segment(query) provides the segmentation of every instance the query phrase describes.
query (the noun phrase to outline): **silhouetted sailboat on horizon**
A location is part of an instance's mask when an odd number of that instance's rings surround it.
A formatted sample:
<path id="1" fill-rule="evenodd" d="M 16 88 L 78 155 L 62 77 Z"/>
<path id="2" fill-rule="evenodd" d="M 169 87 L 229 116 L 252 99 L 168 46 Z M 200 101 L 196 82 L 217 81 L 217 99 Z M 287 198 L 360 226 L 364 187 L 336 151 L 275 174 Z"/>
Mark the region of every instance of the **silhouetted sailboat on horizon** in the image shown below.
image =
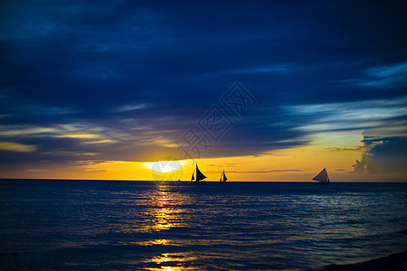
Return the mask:
<path id="1" fill-rule="evenodd" d="M 327 171 L 324 167 L 324 169 L 314 178 L 312 178 L 314 181 L 319 182 L 319 183 L 329 183 L 329 176 L 327 175 Z"/>
<path id="2" fill-rule="evenodd" d="M 226 181 L 228 181 L 228 178 L 226 178 L 226 175 L 224 173 L 224 169 L 223 169 L 223 172 L 222 173 L 221 179 L 219 180 L 219 182 L 224 182 Z"/>
<path id="3" fill-rule="evenodd" d="M 195 171 L 194 171 L 193 175 L 192 175 L 192 177 L 191 177 L 191 182 L 201 182 L 202 180 L 206 179 L 206 176 L 204 175 L 204 173 L 201 173 L 201 171 L 199 170 L 198 164 L 196 164 L 196 180 L 195 180 L 195 178 L 194 177 L 194 172 L 195 172 Z"/>

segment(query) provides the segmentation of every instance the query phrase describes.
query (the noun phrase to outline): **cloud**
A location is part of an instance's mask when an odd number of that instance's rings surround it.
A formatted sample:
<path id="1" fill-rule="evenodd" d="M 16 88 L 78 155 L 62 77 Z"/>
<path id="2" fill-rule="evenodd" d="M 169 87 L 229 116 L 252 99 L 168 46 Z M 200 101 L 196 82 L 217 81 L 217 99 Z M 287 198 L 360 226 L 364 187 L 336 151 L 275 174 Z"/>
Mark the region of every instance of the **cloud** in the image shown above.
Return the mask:
<path id="1" fill-rule="evenodd" d="M 366 153 L 353 165 L 355 173 L 407 172 L 407 136 L 365 136 L 362 142 Z"/>
<path id="2" fill-rule="evenodd" d="M 297 173 L 303 172 L 300 169 L 286 169 L 286 170 L 267 170 L 267 171 L 229 171 L 229 173 Z"/>
<path id="3" fill-rule="evenodd" d="M 0 150 L 17 153 L 31 153 L 36 150 L 35 146 L 14 142 L 0 142 Z"/>
<path id="4" fill-rule="evenodd" d="M 134 110 L 139 110 L 144 109 L 148 107 L 147 104 L 132 104 L 132 105 L 125 105 L 117 107 L 114 112 L 127 112 L 127 111 L 134 111 Z"/>
<path id="5" fill-rule="evenodd" d="M 359 83 L 364 87 L 389 89 L 407 86 L 407 62 L 369 68 Z"/>

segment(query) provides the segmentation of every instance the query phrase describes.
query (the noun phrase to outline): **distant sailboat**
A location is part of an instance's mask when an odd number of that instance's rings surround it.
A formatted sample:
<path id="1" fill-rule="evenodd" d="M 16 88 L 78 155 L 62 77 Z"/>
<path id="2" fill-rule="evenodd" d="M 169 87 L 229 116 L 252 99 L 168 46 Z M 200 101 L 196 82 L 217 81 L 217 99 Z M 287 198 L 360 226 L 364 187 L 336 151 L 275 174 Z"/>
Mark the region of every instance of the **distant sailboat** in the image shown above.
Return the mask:
<path id="1" fill-rule="evenodd" d="M 191 178 L 191 182 L 201 182 L 204 179 L 206 179 L 206 176 L 204 175 L 203 173 L 201 173 L 201 171 L 198 168 L 198 164 L 196 164 L 196 181 L 194 181 L 194 180 L 195 180 L 195 178 L 194 178 L 194 173 L 193 173 L 193 176 Z"/>
<path id="2" fill-rule="evenodd" d="M 319 182 L 319 183 L 329 183 L 329 176 L 327 175 L 327 171 L 324 167 L 324 169 L 314 178 L 312 178 L 314 181 Z"/>
<path id="3" fill-rule="evenodd" d="M 223 172 L 222 173 L 221 179 L 219 180 L 219 182 L 224 182 L 226 181 L 228 181 L 228 178 L 226 178 L 226 175 L 224 173 L 224 169 L 223 169 Z"/>

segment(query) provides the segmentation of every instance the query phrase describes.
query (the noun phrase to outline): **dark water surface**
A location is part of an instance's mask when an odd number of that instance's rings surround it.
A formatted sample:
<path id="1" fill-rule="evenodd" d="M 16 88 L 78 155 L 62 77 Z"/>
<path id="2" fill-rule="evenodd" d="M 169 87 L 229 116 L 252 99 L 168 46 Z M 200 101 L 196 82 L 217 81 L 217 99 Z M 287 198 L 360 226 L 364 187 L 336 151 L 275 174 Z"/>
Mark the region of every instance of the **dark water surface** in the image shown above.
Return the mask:
<path id="1" fill-rule="evenodd" d="M 407 250 L 407 183 L 0 181 L 0 269 L 312 269 Z"/>

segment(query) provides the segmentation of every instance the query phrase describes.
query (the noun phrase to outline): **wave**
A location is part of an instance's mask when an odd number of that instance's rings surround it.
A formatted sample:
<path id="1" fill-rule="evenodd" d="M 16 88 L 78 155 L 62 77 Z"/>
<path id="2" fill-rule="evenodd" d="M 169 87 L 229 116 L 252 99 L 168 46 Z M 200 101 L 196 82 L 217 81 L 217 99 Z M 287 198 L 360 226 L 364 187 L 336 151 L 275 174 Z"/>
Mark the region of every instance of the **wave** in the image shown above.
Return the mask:
<path id="1" fill-rule="evenodd" d="M 407 250 L 361 263 L 329 265 L 317 271 L 405 271 L 407 270 Z"/>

▬▬▬▬▬▬▬▬▬▬

• The task
How many lines in the material above contain the word "horizon"? Give only the number.

• Response for this exercise
2